**Exercise:** Please extend the personal blog entry below about the writer's week of crying breakdowns, starting after its last sentence.

**Source extract:**

I ordered sausage links from Schwans, and they arrived, and I have been eating them. That's what I call a breakthrough into the world of gourmet sausagery. I'm in, everybody--and I'm LOVIN' every minute of it!

Holden had his last day of preschool on Wednesday, about which I was crying inconsolably in the car on the way home. Holden wasn't crying, I was crying, lest you think that last sentence was just a mistake. Through my tears, I asked "won't you miss Nathan?" to which Holden responded "Mom, there will be other Nathans." He does a good job of talking me down.

While watching Winnie the Pooh's "The Heffalump Movie," I broke down crying. What a good message about tolerance and acceptance of others! Holden asked me to leave the room, and my dad came to the door and asked me what was wrong.

I broke down when Mike asked me if I want to go camping this weekend, which led to the aforementioned breakthrough conversation about my camping fears.

I broke down re: moving to Tucson and the fact that Mike was only teasing when he said that the MTC had offered him a full time job. He can't tease me like that. He doesn't know what kinds of breakdowns it causes.

And I broke down when the neighbor kids came over for the umpteenth time to play on Holden's tractor and playhouse. It was awful. They were I think I hate other people's kids. Not mine, and not my close friends' kids, or my relatives' kids. Just neighbor kids.

**Extracted records:**
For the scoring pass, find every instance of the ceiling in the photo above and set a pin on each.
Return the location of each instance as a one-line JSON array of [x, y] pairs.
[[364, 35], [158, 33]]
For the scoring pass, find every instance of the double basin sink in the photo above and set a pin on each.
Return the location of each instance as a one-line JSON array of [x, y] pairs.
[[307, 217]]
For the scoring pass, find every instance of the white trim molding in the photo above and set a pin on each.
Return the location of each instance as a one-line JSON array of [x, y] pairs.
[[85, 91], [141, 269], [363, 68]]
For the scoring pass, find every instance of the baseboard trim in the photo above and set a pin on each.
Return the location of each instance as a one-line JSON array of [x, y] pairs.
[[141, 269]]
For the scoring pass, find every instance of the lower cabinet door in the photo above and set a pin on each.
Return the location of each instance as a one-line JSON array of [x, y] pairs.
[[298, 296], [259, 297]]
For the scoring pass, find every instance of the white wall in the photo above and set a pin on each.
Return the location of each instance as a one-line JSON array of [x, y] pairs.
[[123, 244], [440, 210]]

**Task output:**
And that, my friends, is my week in a nutshell. It's been a roller coaster, I'll tell you what. But at least I'm getting my emotions under control.


  1. Camping? I'm right there with you. Oh I like being in the great outdoors, hiking, exploring, canoe adventures, even the night around the blazing campfire, but when it comes time to lay my body down, give me the comfort and cleanliness of an airconditioned cabin complete with freshly laundered linens on a plush comfy full size bed, power massage shower and a remote control cable TV.

    Glad to hear that you're yumming your Schwan's sausages. I got some this week too.mmmmmmmmm.
    Did you venture out and try any chiks? They will ease your breakdown pain...

  2. Oh yes. I got the chicken bites, too. And you were right. They are delish. Thanks for the tip.

  3. Now this is what I like to see: Carly & Skewedview coming together in the meat world.

    Was it wrong of me to correct you about correcting people? I wonder what Dale would say about that.

  4. Google is such a know it all.

  5. I don't like neighbor kids either. Good thing I don't have a fun yard for them to play in...yet.

    I'm totally with you on the camping thing. I would LOVE to sleep under the stars, so long as I could have a 5-star hotel bathroom to get ready for bed.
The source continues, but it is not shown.